■ Records for this task ■
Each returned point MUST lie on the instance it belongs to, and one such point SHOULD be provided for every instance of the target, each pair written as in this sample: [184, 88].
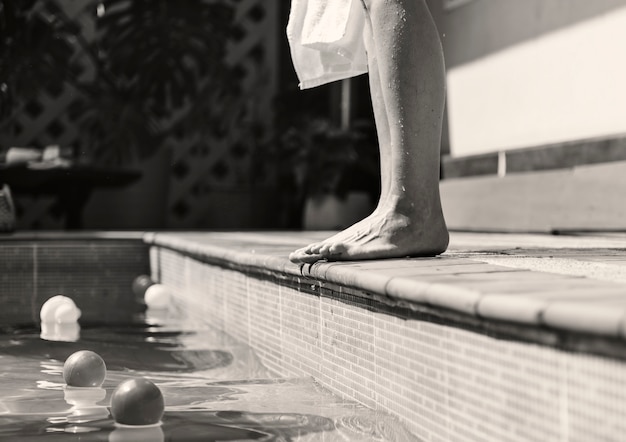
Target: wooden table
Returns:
--
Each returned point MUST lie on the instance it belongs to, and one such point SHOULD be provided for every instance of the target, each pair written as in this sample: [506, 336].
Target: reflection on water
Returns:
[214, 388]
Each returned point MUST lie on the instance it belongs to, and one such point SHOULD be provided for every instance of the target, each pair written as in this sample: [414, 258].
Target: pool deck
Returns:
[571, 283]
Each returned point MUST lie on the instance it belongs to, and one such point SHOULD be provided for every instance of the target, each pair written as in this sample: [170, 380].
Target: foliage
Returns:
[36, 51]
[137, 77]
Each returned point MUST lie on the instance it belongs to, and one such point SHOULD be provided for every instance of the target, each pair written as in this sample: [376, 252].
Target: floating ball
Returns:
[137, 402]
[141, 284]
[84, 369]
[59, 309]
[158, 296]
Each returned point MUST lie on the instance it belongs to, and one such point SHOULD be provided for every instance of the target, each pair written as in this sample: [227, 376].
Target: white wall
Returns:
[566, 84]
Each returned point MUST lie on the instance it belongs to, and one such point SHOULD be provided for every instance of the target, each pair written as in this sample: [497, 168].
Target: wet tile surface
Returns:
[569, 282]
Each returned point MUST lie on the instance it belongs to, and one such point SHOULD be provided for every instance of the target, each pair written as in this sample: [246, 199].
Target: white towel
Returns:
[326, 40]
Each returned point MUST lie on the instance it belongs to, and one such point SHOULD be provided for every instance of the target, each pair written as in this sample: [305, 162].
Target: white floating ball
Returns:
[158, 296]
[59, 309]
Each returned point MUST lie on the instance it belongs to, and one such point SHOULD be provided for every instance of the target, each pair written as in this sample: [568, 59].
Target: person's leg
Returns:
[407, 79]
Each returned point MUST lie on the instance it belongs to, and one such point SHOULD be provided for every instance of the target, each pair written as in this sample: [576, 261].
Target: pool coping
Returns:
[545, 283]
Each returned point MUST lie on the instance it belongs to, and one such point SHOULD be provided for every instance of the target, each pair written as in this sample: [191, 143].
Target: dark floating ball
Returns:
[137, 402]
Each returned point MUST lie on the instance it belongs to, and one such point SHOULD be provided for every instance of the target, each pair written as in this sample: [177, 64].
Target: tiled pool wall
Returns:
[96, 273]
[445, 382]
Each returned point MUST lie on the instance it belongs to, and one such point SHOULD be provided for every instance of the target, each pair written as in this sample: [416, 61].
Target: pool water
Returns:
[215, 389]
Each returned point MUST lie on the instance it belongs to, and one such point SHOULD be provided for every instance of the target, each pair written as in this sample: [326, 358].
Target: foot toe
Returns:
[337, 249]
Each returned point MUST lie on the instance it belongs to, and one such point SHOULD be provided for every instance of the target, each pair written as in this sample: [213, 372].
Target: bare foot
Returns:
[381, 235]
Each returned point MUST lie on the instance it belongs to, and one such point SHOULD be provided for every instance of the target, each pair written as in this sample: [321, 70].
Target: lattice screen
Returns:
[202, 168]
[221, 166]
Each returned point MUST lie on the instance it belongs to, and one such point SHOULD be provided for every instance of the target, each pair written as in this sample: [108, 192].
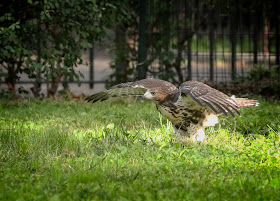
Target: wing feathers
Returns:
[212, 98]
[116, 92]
==
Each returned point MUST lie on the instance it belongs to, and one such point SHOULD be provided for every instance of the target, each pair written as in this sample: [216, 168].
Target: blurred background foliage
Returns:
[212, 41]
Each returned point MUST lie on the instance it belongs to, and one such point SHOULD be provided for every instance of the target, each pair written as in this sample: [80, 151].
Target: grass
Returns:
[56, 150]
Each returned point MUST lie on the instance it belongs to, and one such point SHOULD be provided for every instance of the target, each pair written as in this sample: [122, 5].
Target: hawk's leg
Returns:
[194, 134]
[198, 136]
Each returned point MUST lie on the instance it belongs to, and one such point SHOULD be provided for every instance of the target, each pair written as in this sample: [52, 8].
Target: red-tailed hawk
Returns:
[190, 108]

■ What needs to be done ■
All lines above from the one holding "sample: [246, 199]." to the one holding "Target: pool coping", inclusive, are to be copied exactly; no other line is wanted.

■ Written answer ■
Each returned point MUST lie on the instance it belongs to, and one such point SHOULD be provided for every instance of the target, each pair written as in this sample: [246, 199].
Target: white towel
Returns:
[326, 40]
Each returned point MUST lie on the instance it belongs to, and one such point SHOULD be provided for every instance of the target, each pair written as in this sample: [305, 162].
Target: white floating ball
Returns:
[158, 296]
[59, 309]
Each returned point MUST lie on the instance it belongs to, and one such point SHOULD be provided for every instance of the target, each pair written as in this sample: [568, 59].
Target: person's leg
Returns:
[407, 79]
Each returned point MUST lie on the instance it belongs to, and one such point SHOULD be provided for every instance of the target, each pair written as in this sample: [576, 261].
Target: pool coping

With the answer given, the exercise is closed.